→ Given request
Arrange every line of the entries below as a single numbered list, skipping any blank lines and leaving out the pictures.

→ Records supplied
━━━

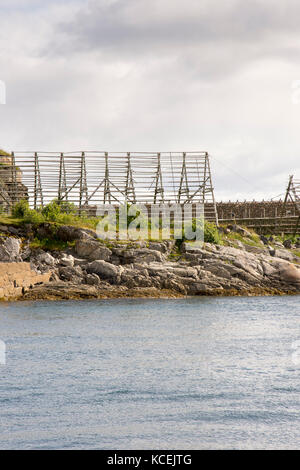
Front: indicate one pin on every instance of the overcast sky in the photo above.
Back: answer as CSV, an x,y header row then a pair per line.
x,y
159,75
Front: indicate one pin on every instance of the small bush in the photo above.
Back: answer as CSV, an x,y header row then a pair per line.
x,y
20,209
52,211
211,233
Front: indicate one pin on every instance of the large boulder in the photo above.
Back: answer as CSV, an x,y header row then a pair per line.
x,y
10,250
72,274
105,270
290,274
92,250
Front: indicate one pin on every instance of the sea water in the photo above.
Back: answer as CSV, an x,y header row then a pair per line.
x,y
196,373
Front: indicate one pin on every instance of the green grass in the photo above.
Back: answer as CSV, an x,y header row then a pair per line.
x,y
50,244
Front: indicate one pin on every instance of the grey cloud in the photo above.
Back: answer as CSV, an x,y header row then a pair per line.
x,y
212,39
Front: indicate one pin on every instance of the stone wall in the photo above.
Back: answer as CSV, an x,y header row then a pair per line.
x,y
17,278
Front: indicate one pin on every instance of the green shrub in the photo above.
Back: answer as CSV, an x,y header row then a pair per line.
x,y
211,233
52,211
33,217
20,209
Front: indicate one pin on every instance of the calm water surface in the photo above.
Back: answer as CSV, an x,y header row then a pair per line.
x,y
203,373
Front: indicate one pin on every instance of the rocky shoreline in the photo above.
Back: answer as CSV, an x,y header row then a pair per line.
x,y
93,268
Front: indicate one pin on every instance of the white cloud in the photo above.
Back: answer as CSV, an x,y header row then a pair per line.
x,y
140,75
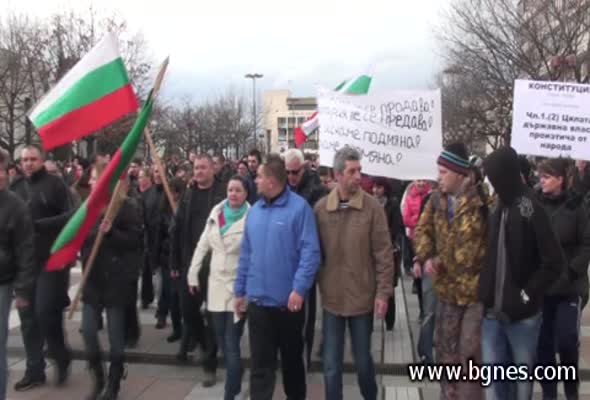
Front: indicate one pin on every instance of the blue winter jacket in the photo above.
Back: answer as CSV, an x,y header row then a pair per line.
x,y
280,251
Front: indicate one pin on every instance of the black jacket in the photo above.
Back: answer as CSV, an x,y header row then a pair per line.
x,y
310,187
189,223
581,185
225,174
17,262
534,256
570,223
252,189
151,206
163,243
396,229
118,261
51,206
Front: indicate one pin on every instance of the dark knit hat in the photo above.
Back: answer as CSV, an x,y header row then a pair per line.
x,y
456,158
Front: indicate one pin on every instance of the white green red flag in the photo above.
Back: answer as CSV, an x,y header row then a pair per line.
x,y
73,235
93,94
358,85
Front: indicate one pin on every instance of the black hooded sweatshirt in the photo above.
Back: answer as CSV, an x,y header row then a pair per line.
x,y
529,258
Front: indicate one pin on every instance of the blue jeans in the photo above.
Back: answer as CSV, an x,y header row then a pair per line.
x,y
426,338
509,343
228,335
116,329
5,302
560,333
361,328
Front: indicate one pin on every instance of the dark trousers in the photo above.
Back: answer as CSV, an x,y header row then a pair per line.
x,y
169,303
195,327
361,328
147,285
229,334
43,321
276,329
311,311
116,329
390,316
560,333
132,327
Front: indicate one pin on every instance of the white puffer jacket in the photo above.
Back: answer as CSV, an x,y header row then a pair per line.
x,y
224,260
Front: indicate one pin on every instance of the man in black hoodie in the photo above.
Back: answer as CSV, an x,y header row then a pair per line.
x,y
524,258
17,263
50,203
307,184
189,222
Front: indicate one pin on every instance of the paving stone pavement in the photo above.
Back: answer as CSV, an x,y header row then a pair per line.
x,y
154,379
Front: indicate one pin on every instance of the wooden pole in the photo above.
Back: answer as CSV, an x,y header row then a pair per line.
x,y
112,209
152,146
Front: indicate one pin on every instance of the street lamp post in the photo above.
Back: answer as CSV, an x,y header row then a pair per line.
x,y
254,76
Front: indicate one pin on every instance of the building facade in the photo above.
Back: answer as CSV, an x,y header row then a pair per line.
x,y
281,115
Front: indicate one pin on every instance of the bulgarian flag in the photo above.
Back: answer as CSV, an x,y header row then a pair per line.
x,y
72,236
358,85
92,95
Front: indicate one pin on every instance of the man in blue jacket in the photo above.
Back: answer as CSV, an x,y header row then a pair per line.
x,y
279,258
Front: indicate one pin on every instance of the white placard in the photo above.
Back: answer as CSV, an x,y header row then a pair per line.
x,y
551,119
398,134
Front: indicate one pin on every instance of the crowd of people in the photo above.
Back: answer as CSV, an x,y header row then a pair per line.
x,y
498,249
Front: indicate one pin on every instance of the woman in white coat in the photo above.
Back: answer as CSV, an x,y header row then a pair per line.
x,y
223,236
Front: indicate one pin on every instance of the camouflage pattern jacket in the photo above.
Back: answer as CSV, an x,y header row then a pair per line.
x,y
459,245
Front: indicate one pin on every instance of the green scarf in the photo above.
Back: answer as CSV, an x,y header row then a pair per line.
x,y
229,216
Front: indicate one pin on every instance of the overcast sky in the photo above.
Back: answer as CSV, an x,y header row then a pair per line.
x,y
295,44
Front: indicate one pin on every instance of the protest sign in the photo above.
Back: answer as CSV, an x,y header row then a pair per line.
x,y
551,119
398,134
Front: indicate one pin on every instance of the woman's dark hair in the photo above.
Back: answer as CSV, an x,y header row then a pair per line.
x,y
384,183
256,153
326,171
242,180
557,167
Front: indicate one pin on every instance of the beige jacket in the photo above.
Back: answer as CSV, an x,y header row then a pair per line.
x,y
357,254
224,260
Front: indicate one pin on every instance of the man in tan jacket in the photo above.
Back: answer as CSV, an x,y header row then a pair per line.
x,y
356,276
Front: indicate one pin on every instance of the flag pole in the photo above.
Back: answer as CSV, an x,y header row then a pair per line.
x,y
112,210
152,146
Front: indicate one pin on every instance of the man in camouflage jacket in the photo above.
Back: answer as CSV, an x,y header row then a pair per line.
x,y
451,244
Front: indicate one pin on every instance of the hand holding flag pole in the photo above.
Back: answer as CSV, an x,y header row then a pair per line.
x,y
116,202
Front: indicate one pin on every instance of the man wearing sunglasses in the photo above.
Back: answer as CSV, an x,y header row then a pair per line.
x,y
307,184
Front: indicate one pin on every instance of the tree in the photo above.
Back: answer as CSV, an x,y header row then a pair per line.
x,y
217,125
490,43
21,81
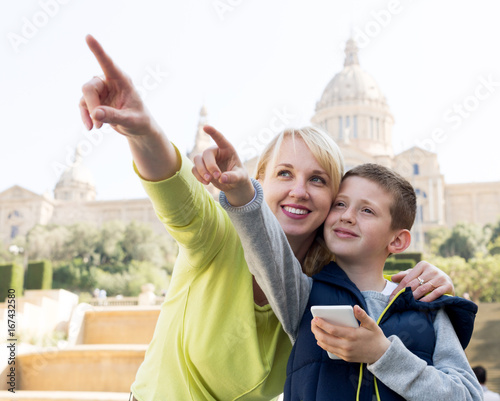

━━━

→ Exercise solution
1. Front: indicate one pin on every instance of the overcast sky in the photo above.
2. Back: answer as CSV, an x,y header row then a pair per line.
3. x,y
4. 159,75
5. Front: indicate one pin on every instance of the small bush in the photo above.
6. Back: answer as CSV, an x,y header row then a pair per line.
7. x,y
8. 20,209
9. 52,211
10. 211,233
11. Front: indicate one pin on every instance of the large boulder in the photo above.
12. Back: answer as CSV, an x,y header row then a pair per line.
13. x,y
14. 10,250
15. 72,274
16. 105,270
17. 290,274
18. 92,250
19. Front: indicate one pin on every instance of the sea water in the photo above.
20. Back: answer as CSV, an x,y header row then a pair per line.
21. x,y
22. 196,373
23. Front: indicate one pin on every instance of the green grass in the photo above.
24. Back: answer as CSV, an x,y header row then a pair per line.
25. x,y
26. 50,244
27. Front: indicate one pin on every instance of the grey cloud in the photo above.
28. Back: answer as CSV, an x,y header row then a pair per line.
29. x,y
30. 212,39
31. Front: indicate one pin on every instance of the stone wall in the photo above.
32. Back: answer as CSV, an x,y header row then a pair per line.
33. x,y
34. 17,278
35. Front: indicate one pin on every instance of the green shrub in the photo above.
36. Back: answer as CSV, an x,y header row then a pair per line.
37. x,y
38. 211,233
39. 52,211
40. 33,217
41. 20,209
42. Front: indicate one pin on every instance of the calm water surface in the photo above.
43. Back: answer as CSV, an x,y header row then a pair per line.
44. x,y
45. 203,373
46. Front: indicate one pin on every instance of the rocky shoreline in the photo above.
47. Back: answer as CSV, an x,y header row then a pair per line.
48. x,y
49. 93,268
50. Front: indicate one pin on every instance of the white cloud in the photo above.
51. Back: answer as CSV, an x,y header row then a pair per line.
52. x,y
53. 140,75
54. Front: indicate one pin on every instance of the blue winter jacket in the photo above.
55. Back: answer as CSV, an x,y header row then a pair per line.
56. x,y
57. 280,251
58. Front: indicate one pin on every instance of the black jacket in the photo above.
59. Back: answer as CSV, an x,y header row then a pair per line.
60. x,y
61. 310,187
62. 189,223
63. 581,185
64. 225,174
65. 17,262
66. 534,256
67. 570,223
68. 252,189
69. 151,206
70. 163,243
71. 396,229
72. 118,261
73. 51,206
74. Front: indicate one pin on every instance of the dark knit hat in the photo above.
75. Back: answer as CSV, an x,y header row then a pair per line.
76. x,y
77. 456,158
78. Front: indicate one pin on every instance of the white green red flag in the photo above.
79. Back: answer as CSV, an x,y header row then a pair per line.
80. x,y
81. 73,235
82. 93,94
83. 358,85
84. Front: indicate one pin on every instance of the black hooded sweatshirt in the photo above.
85. Back: answer as CSV, an x,y header row then a pair per line.
86. x,y
87. 529,258
88. Front: indicate one pin on every instance of the blue jeans in the photo above.
89. Back: answer as CSV, an x,y header row then a pair per line.
90. x,y
91. 426,338
92. 509,343
93. 228,335
94. 116,329
95. 5,302
96. 560,333
97. 361,328
98. Front: indicate one pin on every instance of the dark trousers in the photo above.
99. Back: answer as CSV, an x,y header row then a pair per line.
100. x,y
101. 169,303
102. 195,327
103. 361,328
104. 147,285
105. 229,334
106. 43,321
107. 276,329
108. 311,311
109. 116,329
110. 390,316
111. 560,333
112. 132,327
113. Front: indicate one pin on every instance of the white puffer jacket in the photo above.
114. Back: answer as CSV, an x,y header row then a pair per line.
115. x,y
116. 224,260
117. Front: indicate one pin on every instance of the man in black hoodie in the photo above.
118. Back: answer as CSV, an x,y header row then a pair per line.
119. x,y
120. 524,258
121. 17,263
122. 50,203
123. 307,184
124. 189,222
125. Front: indicate one pin on every instance of the paving stone pavement in the photo above.
126. Back: answer as CSV, an x,y header row then a pair per line.
127. x,y
128. 154,379
129. Front: indicate one pin on every instance of the wooden pole in the photo above.
130. Back: answer as CSV, an x,y header row then a pair per line.
131. x,y
132. 112,209
133. 152,146
134. Front: indicate one pin on every instance of the street lamp post in the photo above.
135. Back: answer as CSV, an x,y header row then a pair per line.
136. x,y
137. 254,76
138. Front: indicate one pin on every instance of the building facade in the photo above.
139. Back: answer as CSV, an x,y header row then a pair per line.
140. x,y
141. 281,115
142. Front: indicate one pin on every instance of the bulgarian flag in the photo above.
143. Back: answer as CSV, an x,y header row then a pair per line.
144. x,y
145. 72,236
146. 358,85
147. 92,95
148. Front: indicate one pin on every instance of the man in blue jacket in the photo above.
149. Back: answer as CSV, an x,y header row then a pair per line.
150. x,y
151. 279,258
152. Front: indicate one pin on every instance of the white placard in the photo above.
153. Back: answer as CSV, an x,y header row then a pair per line.
154. x,y
155. 551,119
156. 398,134
157. Front: indicate one pin on every instance of the crowd of people in the photo above.
158. Back: answer as CSV, an x,y header row then a pair per line.
159. x,y
160. 498,249
161. Front: indicate one pin on every instance of the woman in white coat in the photo above.
162. Back: answer as CSV, an x,y header row then a pair per line.
163. x,y
164. 223,236
165. Front: indicate one pin on every instance of the camouflage pattern jacket in the photo above.
166. Back: answer as CSV, an x,y header row then a pair per line.
167. x,y
168. 459,245
169. Front: indicate one pin on every instance of the green scarf in the photo above.
170. Back: answer as CSV, an x,y header row then a pair per line.
171. x,y
172. 229,216
173. Front: indicate one pin on every instance of the overcast sky in the photo above.
174. Back: answer as CSV, an x,y header row then a pair per line.
175. x,y
176. 295,44
177. Front: indicate one pin on every instance of the protest sign in the photo above.
178. Back: answer as CSV, an x,y header row then a pair per line.
179. x,y
180. 551,119
181. 398,134
182. Front: indicate one pin on every instance of the woman's dark hair in the photo above.
183. Back: answer as CSV, an x,y header row then a pair per line.
184. x,y
185. 384,183
186. 256,153
187. 326,171
188. 242,180
189. 557,167
190. Front: indicate one pin on every instance of the beige jacket in the photo above.
191. Back: answer as CSV, an x,y header row then a pair per line.
192. x,y
193. 357,254
194. 224,260
195. Front: indicate one pin on every instance of the man in tan jacket in the photo above.
196. Back: answer as CSV, an x,y header row then a pair per line.
197. x,y
198. 356,276
199. Front: indicate one pin on every instance of the flag pole in the photo above.
200. Back: answer as CSV, an x,y header row then a pair per line.
201. x,y
202. 112,210
203. 152,146
204. Front: indicate one pin on every instance of the man in camouflage jacket in the photo above.
205. Back: answer as CSV, an x,y header row then a pair per line.
206. x,y
207. 451,244
208. Front: indicate one pin on every instance of the hand holding flag pole in the photo above.
209. Back: answer as CSV, an x,y header row then a pair per line.
210. x,y
211. 116,202
212. Front: indicate one pin on every instance of the man wearing sunglasses in the photo above.
213. Back: answer as CSV, an x,y header row then a pair per line.
214. x,y
215. 307,184
216. Front: indicate one pin on every instance of the tree in the photo above.
217. Back: answer as CSV, an x,y header row then a pair per line.
218. x,y
219. 217,125
220. 490,43
221. 21,81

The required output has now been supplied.